• Source text:
- - - -

19 of 19 people found the following review helpful:
5.0 out of 5 stars
Excellent Reliability Book., June 11, 2003
"Practical Reliability Engineering" by Patrick D.T. O'Connor, (with David Newton and Richard Bromley), John Wiley & sons, Chichester & New York, 1996. Third Edition Revised.
Back in the 1980s, I used the first edition of this book, and it was very helpful then. The third edition has been expanded to add a few chapters, including what I would call a "motivational" first chapter, entitled, "Introduction To Reliability Engineering", pages 1 to 16. This first chapter answers many of the questions that management used to ask, and to whom the final reply was, "We do Reliability because it is a contract item". Now, you can refer the managers to the first chapter.

- - - -

Pointing items

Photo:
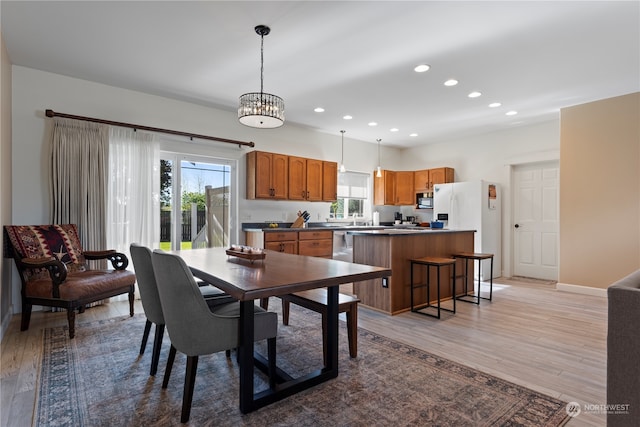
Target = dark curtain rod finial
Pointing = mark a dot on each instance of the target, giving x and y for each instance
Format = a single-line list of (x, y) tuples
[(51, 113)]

- - - -

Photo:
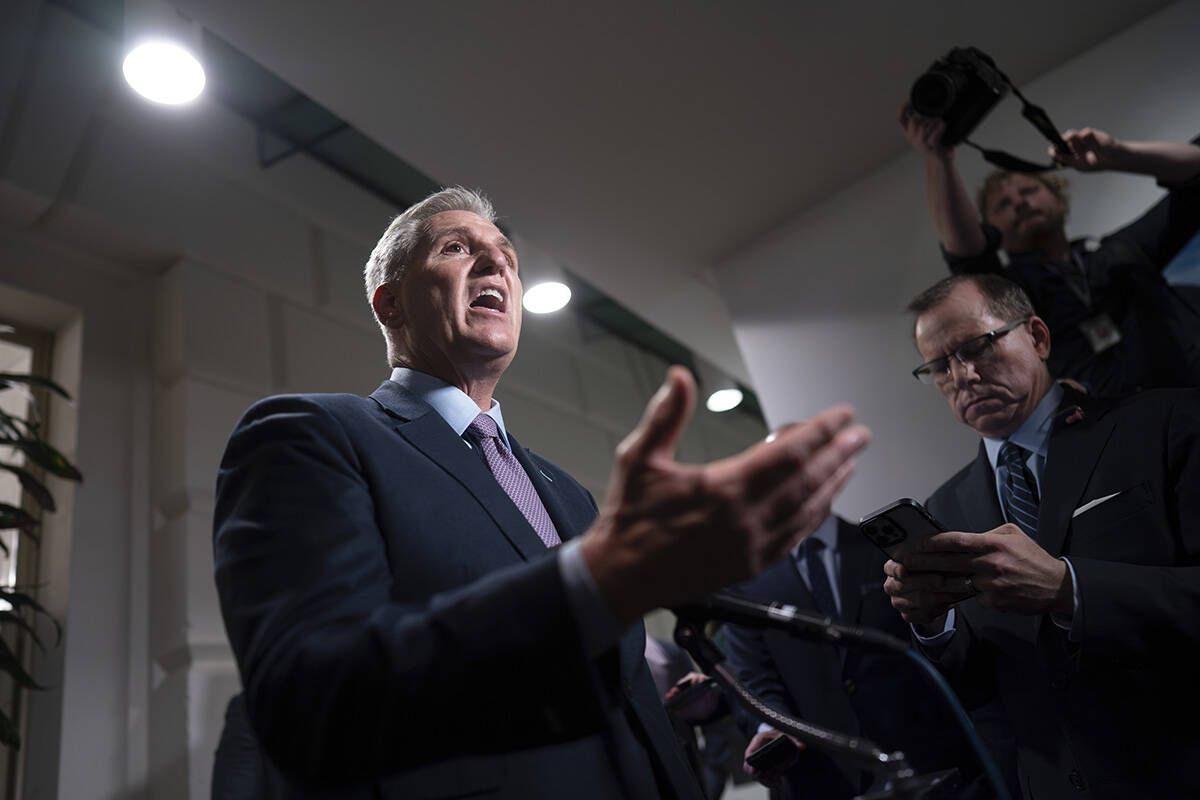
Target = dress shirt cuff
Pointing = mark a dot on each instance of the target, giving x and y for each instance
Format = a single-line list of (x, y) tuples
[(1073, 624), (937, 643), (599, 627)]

- - - -

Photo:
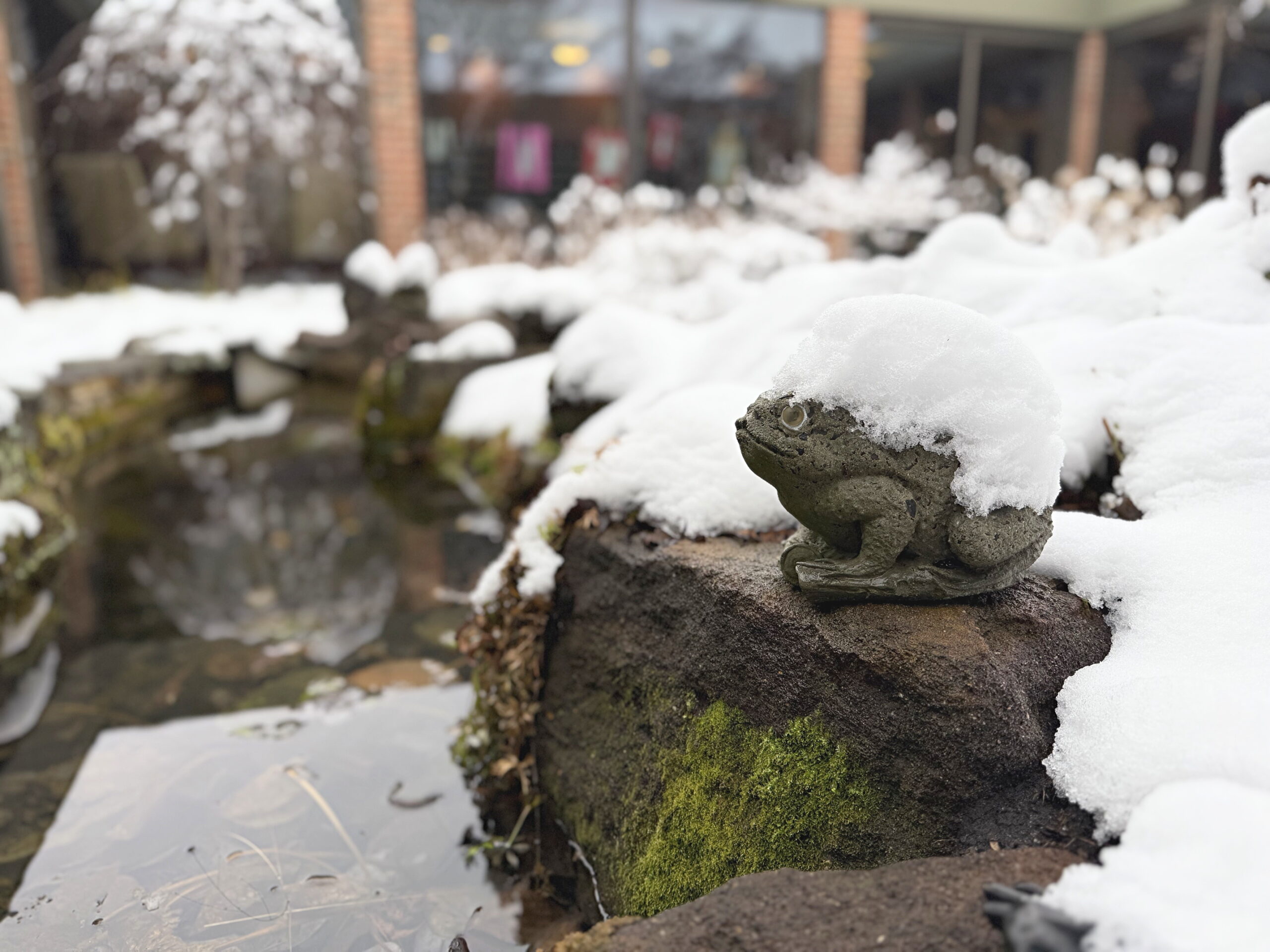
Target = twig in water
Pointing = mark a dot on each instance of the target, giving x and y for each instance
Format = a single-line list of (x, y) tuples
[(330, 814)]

- - - -

• To do:
1 - Write out the book review word for word, starting at "19 of 19 people" and ending at "Third Edition Revised.".
2 - Extend the book review past its final sentence with further text of your own.
The items have no connection to the book review.

• Outputs:
1 -
19 of 19 people found the following review helpful:
5.0 out of 5 stars
Excellent Reliability Book., June 11, 2003
"Practical Reliability Engineering" by Patrick D.T. O'Connor, (with David Newton and Richard Bromley), John Wiley & sons, Chichester & New York, 1996. Third Edition Revised.

2 -
The original edition once began with Chapter 2, "Reliability Mathematics", fundamental needed to understand Reliability; that chapter has been expanded in this edition, so much so that some has overflowed into Chapter 3, "Probability Plotting". Chapter 3 is a very complete chapter, being a compendium of the different kinds of probability paper, along with a short explanation of how to use the paper.
Interestingly enough, Chapter 5, "Reliability Prediction and Modeling" had a shipboard missile system reliability problem (pages 129-132) which was an explicit example of what we were attempting to portray on one contract. When the Naval Officers saw O' Connor's example, it made it so much easier for us as our work paralleled expert's work in the book's example. This alone was worth the price of the book. Chapter 10, "Software Reliability" is greatly expanded over the previous editions and is up-to-date with current best practices in the field. This new edition of the book is highly recommended as it provides a concise collection of reliability fundamentals. John Peter Rooney, ASQ Certified Reliability Engineer #2425.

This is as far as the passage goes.